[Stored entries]
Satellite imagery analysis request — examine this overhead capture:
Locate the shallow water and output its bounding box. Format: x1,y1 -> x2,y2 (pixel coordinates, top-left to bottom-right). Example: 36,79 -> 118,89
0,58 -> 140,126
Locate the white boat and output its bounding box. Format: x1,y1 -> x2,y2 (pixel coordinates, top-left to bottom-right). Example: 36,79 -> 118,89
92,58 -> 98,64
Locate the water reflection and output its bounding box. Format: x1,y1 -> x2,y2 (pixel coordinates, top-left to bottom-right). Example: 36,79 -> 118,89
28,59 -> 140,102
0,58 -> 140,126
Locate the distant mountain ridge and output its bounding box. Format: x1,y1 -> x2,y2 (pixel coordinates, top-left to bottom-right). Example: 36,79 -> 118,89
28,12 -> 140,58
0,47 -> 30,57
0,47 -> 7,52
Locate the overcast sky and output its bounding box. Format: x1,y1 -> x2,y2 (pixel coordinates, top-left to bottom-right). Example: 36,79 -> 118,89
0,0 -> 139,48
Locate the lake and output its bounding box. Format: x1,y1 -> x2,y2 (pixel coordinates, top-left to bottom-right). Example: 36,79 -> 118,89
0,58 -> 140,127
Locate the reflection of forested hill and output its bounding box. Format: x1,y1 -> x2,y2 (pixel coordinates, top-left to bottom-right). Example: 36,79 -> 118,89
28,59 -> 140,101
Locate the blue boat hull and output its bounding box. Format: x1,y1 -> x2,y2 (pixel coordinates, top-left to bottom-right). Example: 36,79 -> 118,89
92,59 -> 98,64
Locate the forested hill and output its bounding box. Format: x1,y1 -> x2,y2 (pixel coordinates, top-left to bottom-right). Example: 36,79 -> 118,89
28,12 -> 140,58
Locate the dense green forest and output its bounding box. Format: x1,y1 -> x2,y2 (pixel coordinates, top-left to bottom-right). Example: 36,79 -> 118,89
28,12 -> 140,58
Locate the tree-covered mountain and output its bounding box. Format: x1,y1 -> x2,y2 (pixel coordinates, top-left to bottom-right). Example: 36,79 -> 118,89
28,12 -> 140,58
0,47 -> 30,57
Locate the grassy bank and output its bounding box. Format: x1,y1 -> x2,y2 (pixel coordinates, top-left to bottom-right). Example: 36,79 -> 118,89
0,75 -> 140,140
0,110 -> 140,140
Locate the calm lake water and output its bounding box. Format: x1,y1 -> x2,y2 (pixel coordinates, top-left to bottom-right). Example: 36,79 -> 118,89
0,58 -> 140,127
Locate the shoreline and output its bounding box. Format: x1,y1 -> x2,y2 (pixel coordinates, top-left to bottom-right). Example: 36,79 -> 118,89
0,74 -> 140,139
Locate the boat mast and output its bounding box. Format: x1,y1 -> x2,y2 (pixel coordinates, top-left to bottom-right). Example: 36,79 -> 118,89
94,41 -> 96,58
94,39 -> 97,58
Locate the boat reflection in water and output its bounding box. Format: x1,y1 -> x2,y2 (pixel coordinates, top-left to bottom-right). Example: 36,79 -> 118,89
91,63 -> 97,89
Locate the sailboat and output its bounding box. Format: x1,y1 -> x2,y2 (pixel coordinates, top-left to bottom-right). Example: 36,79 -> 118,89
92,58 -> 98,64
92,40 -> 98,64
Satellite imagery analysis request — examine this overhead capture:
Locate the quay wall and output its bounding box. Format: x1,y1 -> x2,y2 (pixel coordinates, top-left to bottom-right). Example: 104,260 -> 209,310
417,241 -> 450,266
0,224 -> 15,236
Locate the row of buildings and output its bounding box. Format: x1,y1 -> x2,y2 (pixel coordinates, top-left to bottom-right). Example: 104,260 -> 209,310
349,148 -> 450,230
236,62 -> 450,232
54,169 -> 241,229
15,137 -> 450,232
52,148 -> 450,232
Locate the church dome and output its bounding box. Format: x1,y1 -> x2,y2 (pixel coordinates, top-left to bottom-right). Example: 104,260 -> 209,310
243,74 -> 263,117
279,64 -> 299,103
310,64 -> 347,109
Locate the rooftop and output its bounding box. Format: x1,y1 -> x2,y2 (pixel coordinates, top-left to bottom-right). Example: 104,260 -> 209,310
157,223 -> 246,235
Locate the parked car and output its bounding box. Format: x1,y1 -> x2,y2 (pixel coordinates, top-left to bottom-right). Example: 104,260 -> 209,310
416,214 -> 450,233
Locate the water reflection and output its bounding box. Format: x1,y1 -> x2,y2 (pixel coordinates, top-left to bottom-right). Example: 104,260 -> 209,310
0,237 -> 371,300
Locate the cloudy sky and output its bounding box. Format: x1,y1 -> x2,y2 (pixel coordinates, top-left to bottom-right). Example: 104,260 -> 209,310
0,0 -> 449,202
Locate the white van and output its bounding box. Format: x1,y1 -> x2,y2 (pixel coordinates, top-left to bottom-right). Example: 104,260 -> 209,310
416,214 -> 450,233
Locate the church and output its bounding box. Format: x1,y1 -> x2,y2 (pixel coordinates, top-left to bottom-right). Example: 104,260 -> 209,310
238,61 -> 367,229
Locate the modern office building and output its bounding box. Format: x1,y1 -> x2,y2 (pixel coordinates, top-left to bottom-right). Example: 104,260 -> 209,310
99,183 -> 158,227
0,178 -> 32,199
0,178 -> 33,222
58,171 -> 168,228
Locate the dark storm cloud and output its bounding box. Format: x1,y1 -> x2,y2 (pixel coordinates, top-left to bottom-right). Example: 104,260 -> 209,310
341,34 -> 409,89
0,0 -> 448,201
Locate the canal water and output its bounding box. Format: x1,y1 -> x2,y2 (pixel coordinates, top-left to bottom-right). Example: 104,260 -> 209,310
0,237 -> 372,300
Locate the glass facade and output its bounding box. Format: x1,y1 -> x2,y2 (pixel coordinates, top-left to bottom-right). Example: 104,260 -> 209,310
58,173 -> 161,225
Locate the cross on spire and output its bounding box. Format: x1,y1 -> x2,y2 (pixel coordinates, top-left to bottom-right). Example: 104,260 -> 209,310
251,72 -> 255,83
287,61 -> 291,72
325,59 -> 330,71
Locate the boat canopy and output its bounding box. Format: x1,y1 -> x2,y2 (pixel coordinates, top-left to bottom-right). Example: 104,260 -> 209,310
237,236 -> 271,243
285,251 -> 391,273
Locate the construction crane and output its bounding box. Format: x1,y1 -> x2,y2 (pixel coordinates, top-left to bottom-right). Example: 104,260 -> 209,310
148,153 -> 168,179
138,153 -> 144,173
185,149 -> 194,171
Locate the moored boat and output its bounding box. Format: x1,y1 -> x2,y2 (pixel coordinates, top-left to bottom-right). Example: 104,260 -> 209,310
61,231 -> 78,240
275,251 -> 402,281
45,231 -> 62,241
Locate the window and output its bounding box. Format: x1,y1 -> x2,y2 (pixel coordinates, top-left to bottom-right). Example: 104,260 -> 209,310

*EXERCISE INSTRUCTIONS*.
No line before the one with "Locate the construction" belongs in the answer; copy that line and the rest of the records exactly.

*SOLUTION FOR THIS TASK*.
Locate the construction crane and output its bounding box. Format: x1,y1 -> x2,y2 (pixel coordinates, top-left to bottom-right). Example: 104,260 -> 209,310
148,153 -> 168,179
138,153 -> 144,173
185,149 -> 194,171
Locate the moored boat and output its bounding box. Format: x1,y1 -> x2,y2 (pixel coordinates, top-left to bottom-right). Example: 104,260 -> 209,310
61,231 -> 78,240
275,251 -> 402,281
45,231 -> 62,241
Locate the window and output its bounding box. Format: x1,y1 -> x2,y2 (pixel coordinates, top-left to bottom-right). Example: 104,260 -> 209,310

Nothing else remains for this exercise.